- Records for processing
------------------------------------------------------------
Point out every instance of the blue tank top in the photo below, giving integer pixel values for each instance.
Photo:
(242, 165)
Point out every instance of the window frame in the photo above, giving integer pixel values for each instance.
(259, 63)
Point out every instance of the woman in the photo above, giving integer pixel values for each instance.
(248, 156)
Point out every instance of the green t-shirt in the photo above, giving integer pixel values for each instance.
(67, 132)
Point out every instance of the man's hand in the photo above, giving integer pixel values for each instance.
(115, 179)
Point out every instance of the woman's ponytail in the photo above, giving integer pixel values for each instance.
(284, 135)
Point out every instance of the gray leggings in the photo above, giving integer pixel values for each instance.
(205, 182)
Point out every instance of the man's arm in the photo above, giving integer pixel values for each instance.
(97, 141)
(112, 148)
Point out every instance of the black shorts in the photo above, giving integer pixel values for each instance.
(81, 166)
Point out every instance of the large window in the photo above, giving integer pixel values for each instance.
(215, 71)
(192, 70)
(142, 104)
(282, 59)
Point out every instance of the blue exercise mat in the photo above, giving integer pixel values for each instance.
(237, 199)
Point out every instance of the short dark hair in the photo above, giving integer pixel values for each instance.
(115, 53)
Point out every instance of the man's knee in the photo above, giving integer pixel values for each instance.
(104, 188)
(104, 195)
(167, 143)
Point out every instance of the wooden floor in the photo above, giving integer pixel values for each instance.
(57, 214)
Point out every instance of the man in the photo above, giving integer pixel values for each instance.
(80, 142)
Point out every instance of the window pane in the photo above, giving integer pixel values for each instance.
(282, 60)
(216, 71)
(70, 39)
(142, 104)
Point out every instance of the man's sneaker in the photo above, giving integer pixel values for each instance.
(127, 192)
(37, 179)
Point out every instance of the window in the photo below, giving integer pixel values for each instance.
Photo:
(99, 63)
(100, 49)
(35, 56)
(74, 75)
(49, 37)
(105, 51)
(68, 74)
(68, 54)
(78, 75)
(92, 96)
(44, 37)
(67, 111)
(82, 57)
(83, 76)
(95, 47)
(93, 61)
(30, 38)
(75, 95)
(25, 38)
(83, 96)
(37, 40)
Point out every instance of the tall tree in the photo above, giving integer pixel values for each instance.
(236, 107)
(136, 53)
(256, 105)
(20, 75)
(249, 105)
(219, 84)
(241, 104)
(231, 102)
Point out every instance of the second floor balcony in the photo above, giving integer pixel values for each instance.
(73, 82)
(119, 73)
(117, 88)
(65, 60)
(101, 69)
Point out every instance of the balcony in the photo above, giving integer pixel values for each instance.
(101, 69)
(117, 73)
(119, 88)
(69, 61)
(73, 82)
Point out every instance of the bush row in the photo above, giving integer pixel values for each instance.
------------------------------------------------------------
- Assignment
All of the material above should be reproduced exactly.

- The completed task
Point out every instance of the blue tank top in the photo below, giving integer pixel values for each instance.
Photo:
(242, 165)
Point out every instance of the window frame in the photo above, giving integer pixel values for each instance.
(259, 63)
Point out every instance of the woman in the photo above, giving integer pixel values for each instance.
(248, 156)
Point out every instance of the green t-shirt in the photo above, giving integer pixel values for each instance.
(67, 132)
Point out every instance of the man's hand in the photo above, giving integer pixel values for each instance.
(115, 179)
Point out every instance of the woman's ponytail in the photo above, giving integer pixel values for each instance.
(284, 135)
Point out every instance of the gray leggings in the photo above, giving integer pixel values for each instance.
(205, 182)
Point out every instance of the man's arm in the photo above, giving integer pixel values for each instance.
(97, 141)
(112, 148)
Point out every instance of the black shorts in the photo above, giving integer pixel values for each instance.
(81, 166)
Point out every instance of the large window in the photo above, giving integer pixel values for each instance.
(215, 71)
(192, 70)
(142, 104)
(282, 59)
Point out every instance of the blue exercise mat in the photo above, giving integer pixel values for each instance.
(237, 199)
Point out every instance of the short dark hair in the photo above, giving integer pixel values for each instance.
(115, 53)
Point out every instance of the man's knee in the photo above, giving integer pixel values for each instance.
(104, 188)
(104, 195)
(167, 143)
Point out every instance of the wooden floor in the photo above, giving integer pixel values for each instance.
(57, 214)
Point out every instance of the man in the photo above, giving integer pixel values for each instance.
(80, 142)
Point out every instance of the window pane in the photo above, giving integer pixel values for each instance.
(282, 60)
(216, 71)
(70, 39)
(142, 104)
Point out every instance of the man's sneaker in the photo above, giving integer pixel values for each instance.
(127, 192)
(37, 179)
Point out every instance of the window in the photo below, giving integer pixel values for each instance.
Photo:
(99, 63)
(100, 49)
(35, 56)
(74, 75)
(49, 37)
(105, 51)
(68, 74)
(68, 54)
(78, 75)
(92, 96)
(44, 37)
(67, 111)
(82, 57)
(83, 76)
(95, 47)
(93, 61)
(30, 38)
(75, 95)
(25, 38)
(83, 96)
(37, 40)
Point out every instance of the tall tree in the photo above, giving integer pixel values for each instance.
(236, 107)
(136, 53)
(256, 105)
(20, 75)
(249, 105)
(219, 84)
(241, 104)
(231, 102)
Point out every instance of the second floor balcony in the photo above, giving integer pixel values for each instance.
(73, 82)
(119, 73)
(117, 88)
(65, 60)
(101, 69)
Point out every instance of the balcony in the photo above, giving integer pixel values for each instance.
(101, 69)
(117, 73)
(119, 88)
(69, 61)
(73, 82)
Point out every instance of the bush row in the photo above, giving integer pixel values for each instance.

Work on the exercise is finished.